____ RECORDS SHOWN
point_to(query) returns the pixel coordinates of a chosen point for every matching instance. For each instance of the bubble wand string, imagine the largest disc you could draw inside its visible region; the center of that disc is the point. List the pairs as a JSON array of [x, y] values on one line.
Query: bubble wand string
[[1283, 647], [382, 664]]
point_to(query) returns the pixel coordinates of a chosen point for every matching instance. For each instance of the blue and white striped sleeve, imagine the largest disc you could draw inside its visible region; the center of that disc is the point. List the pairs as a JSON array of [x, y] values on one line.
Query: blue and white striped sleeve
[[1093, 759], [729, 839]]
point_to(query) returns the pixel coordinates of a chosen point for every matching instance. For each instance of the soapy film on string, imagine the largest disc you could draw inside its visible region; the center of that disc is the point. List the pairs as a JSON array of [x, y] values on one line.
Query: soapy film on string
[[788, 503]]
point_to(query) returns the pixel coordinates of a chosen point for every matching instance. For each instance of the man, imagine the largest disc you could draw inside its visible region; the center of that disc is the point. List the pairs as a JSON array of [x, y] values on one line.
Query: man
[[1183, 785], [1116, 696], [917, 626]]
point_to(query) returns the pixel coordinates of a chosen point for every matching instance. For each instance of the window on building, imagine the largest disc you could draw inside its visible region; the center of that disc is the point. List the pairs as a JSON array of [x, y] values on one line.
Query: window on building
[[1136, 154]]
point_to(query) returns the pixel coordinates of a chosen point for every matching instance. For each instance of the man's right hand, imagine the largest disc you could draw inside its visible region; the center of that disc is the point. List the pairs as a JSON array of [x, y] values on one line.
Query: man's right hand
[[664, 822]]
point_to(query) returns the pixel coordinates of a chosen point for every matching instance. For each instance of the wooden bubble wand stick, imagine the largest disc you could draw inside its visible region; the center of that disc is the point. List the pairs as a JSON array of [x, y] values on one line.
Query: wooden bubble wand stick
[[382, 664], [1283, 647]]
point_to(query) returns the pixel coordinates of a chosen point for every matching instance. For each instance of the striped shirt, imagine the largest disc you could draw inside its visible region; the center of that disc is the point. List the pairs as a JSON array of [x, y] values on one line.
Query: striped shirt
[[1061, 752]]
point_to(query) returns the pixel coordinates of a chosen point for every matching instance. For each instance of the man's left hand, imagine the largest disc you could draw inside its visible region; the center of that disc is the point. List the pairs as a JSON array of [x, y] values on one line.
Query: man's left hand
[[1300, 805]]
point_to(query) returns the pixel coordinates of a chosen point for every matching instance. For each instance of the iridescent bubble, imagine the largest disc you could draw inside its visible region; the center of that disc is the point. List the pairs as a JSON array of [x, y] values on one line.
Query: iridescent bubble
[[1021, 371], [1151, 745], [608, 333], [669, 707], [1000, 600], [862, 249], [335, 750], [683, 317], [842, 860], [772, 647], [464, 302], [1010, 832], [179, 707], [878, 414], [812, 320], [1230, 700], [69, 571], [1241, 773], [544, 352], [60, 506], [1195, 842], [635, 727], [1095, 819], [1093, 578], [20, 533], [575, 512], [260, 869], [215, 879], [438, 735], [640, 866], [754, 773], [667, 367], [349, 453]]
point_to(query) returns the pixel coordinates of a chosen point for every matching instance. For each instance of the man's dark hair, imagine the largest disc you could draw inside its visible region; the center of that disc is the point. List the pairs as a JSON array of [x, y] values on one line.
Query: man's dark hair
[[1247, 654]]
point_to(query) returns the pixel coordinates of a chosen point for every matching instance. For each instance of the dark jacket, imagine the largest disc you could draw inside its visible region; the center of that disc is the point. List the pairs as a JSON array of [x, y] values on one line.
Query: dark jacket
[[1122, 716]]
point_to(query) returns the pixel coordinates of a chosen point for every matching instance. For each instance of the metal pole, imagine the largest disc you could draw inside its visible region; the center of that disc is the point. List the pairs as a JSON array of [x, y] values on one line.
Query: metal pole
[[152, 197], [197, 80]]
________
SHORT EXERCISE
Please recast the material from the line that contains "the man's right" through the line that contains "[[1300, 805]]", and nothing outside that span, as a two-column CSV headed input and output, with one row for each input and its output. Put every field in quotation marks and replace any line breaks inside a field with spaces.

ANSWER TO THE TASK
input,output
"point_to(query) returns the pixel coordinates of a chosen point for every matching instance. For each instance of the man's right hand, imagine the largest disc you could draw inside its visible region; the center of that disc is the point. List the pairs as a JSON array of [x, y] values on one line. Query: man's right hand","[[664, 822]]"
"point_to(query) returns the pixel coordinates of a chosen point for every matching instance. For each instance of the wooden bubble wand stick, imagine the largest disc you could draw inside its visible region; the center of that disc is the point. List the pairs as a JSON array of [x, y] values on one line. Query: wooden bubble wand stick","[[382, 664], [1283, 647]]"
"point_to(query) returns the pixel coordinates of a chosen point for every matching instance. For each instance of the striped shirt, imagine the largest disc you could draw inside its visible region; the center of that disc is the point. List the pairs as a JSON array of [x, y] values on one line. Query: striped shirt","[[1061, 752]]"
"point_to(query) returns the pixel coordinates of a chosen point for every matching instance. For each instance of the man's left hand, imagine the largest disc you could draw inside its visible region; the center of that disc is the point. List the pairs as a JSON array of [x, y] values on one line. Query: man's left hand","[[1300, 805]]"